**Passage shown**
[START]

In reply to your letter of the 4th I think it a piece of justice due to you to acknowledge that I was not lead to inquire into the price of the goods I had purchased of you already, and might hereafter take from anything that passed between us at the time I offered to discontinue my own importations (upon condition I could get my goods at nearly what they would cost to import them myself). I very well remember that nothing conclusive passed between you and me on that occasion, as a proof of which I made out my own invoice and sent it home by Captain Jordan as usual. Consequently you were not restrained on that account from charging me what you pleased. My inquiry arose from an opinion that I was dealing with you upon better terms than common, and this opinion was founded upon what Mr. Adam told me of his scheme. When I came, therefore, to see an article advanced a good deal higher than I expected I own to you that I was alarmed and thought it high time to know upon what footing I was purchasing. If after this acknowledgment, which I thought it incumbent on me to make, in order that you might be released even from the apprehension of an engagement, you still think proper to let me have the goods I may find occasion to buy in the country at 25 per cent sterling advance upon the genuine cost, dischargeable at the current exchange, I will confine my whole country dealings to your store, and will endeavor to throw the wages which I pay to hirelings into your hands also; provided, you will let me know upon what certain reasonable advance they can have their goods (upon the strength of my credit). For unless they can deal with you upon better terms than with others, I should not think myself justifiable in attempting to influence their choice, and this knowledge I must come at in order that I may convince them (if satisfied myself) of the propriety of the measure.

You may believe me sincere when I assure you that no man wishes to see your company prosper in trade more than I do, and self interest apart, I have always thought the way to do this was to import largely and sell low provided you could get a ready vend and quick payments for your goods. But do not deceive yourself by the ready despatch you have hitherto met with; for though I do not pretend to dispute your selling at a low advance in general, (having had no opportunity at all of judging) yet give me leave to add that the progress you have hitherto met with, is by no means an evident proof of it. The mind of man is fond of novelty; curiosity led many to your store, and inclination when there tempted them to be doing. To this they were excited by an opinion which most people had imbibed of your large importation, and intended scheme of trade. But, my good sir, this is but the work of a day, and like the evening of it, will sink into obscurity, unless by a steady adherence to your plan you convince the judgment as well as satisfy the curiosity of your customers. You see that I have used a freedom which friendship only can excuse me for. If I did not wish well to your undertaking, I should not take the liberty of troubling you with my sentiments, which however different from your own, or wrong in your principles, are truely genuine.

[END]

**Dataset records**
[START]

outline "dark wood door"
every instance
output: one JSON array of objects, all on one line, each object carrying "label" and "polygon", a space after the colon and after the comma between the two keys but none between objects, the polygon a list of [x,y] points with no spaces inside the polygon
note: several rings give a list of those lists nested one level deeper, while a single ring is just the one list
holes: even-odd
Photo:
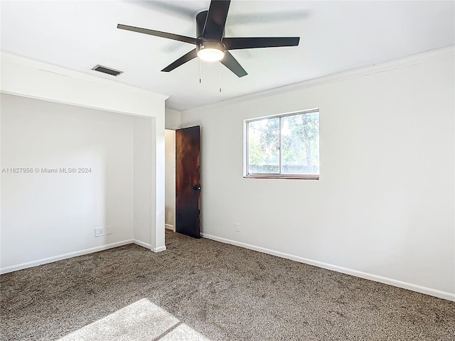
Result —
[{"label": "dark wood door", "polygon": [[200,238],[200,126],[176,131],[176,232]]}]

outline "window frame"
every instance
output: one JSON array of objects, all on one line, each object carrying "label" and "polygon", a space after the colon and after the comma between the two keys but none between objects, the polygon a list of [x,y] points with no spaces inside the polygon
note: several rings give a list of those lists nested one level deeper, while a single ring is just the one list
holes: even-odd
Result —
[{"label": "window frame", "polygon": [[[311,114],[314,112],[317,112],[319,118],[321,117],[321,111],[319,108],[313,108],[305,110],[298,110],[296,112],[287,112],[285,114],[279,114],[277,115],[271,115],[271,116],[264,116],[262,117],[257,117],[254,119],[245,119],[243,121],[243,136],[244,136],[244,144],[243,144],[243,151],[244,151],[244,158],[243,158],[243,178],[250,178],[250,179],[304,179],[304,180],[319,180],[321,175],[321,155],[319,154],[319,171],[318,174],[283,174],[282,173],[282,117],[287,117],[289,116],[296,116],[305,114]],[[250,159],[250,141],[248,136],[248,124],[250,122],[255,122],[257,121],[262,121],[264,119],[279,119],[279,172],[278,173],[249,173],[249,159]],[[320,122],[321,121],[319,121]],[[319,139],[319,142],[321,136],[321,129],[319,126],[319,129],[318,131],[318,139]],[[320,151],[320,146],[318,151]]]}]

[END]

**Exercise instructions**
a: Answer these questions using the letter above.
(i) Who carried the writer's own invoice home?
(ii) What advance on the genuine cost does the writer propose for goods bought in the country?
(iii) According to the writer, what led many people to the store?
b: Rewrite the dataset records with "every instance" swapped for "all instances" and everything else unchanged. Leave the pictures out.

**Exercise solutions**
a:
(i) Captain Jordan
(ii) 25 per cent sterling
(iii) Curiosity

b:
outline "dark wood door"
all instances
output: one JSON array of objects, all on one line, each object carrying "label" and "polygon", a space after the colon and after the comma between the two keys but none between objects, the polygon a list of [x,y] points with no spaces inside the polygon
note: several rings give a list of those lists nested one level deeper, while a single ring is just the one list
holes: even-odd
Photo:
Result —
[{"label": "dark wood door", "polygon": [[200,238],[200,126],[176,131],[176,232]]}]

outline "window frame"
all instances
output: one JSON array of objects, all on one line, each object carrying "label" and "polygon", a space after the colon and after the comma between the two keys but none between objects, the polygon a list of [x,y] points with no spaces inside the polygon
note: several rings give a list of those lists nested one level deeper, while a single ring is just the one list
holes: even-odd
Result —
[{"label": "window frame", "polygon": [[[311,114],[314,112],[317,112],[319,118],[321,117],[321,111],[319,108],[313,108],[305,110],[298,110],[296,112],[287,112],[285,114],[279,114],[277,115],[271,115],[271,116],[264,116],[262,117],[257,117],[254,119],[245,119],[243,121],[243,136],[244,136],[244,144],[243,144],[243,151],[244,151],[244,158],[243,158],[243,178],[250,178],[250,179],[304,179],[304,180],[319,180],[321,175],[321,155],[319,154],[319,171],[318,174],[283,174],[282,173],[282,117],[287,117],[289,116],[296,116],[305,114]],[[250,159],[250,141],[248,136],[248,124],[250,122],[255,122],[257,121],[262,121],[264,119],[279,119],[279,172],[278,173],[249,173],[249,159]],[[320,122],[321,121],[319,121]],[[319,139],[319,142],[321,136],[321,129],[319,126],[319,129],[318,131],[318,139]],[[320,151],[320,146],[318,151]]]}]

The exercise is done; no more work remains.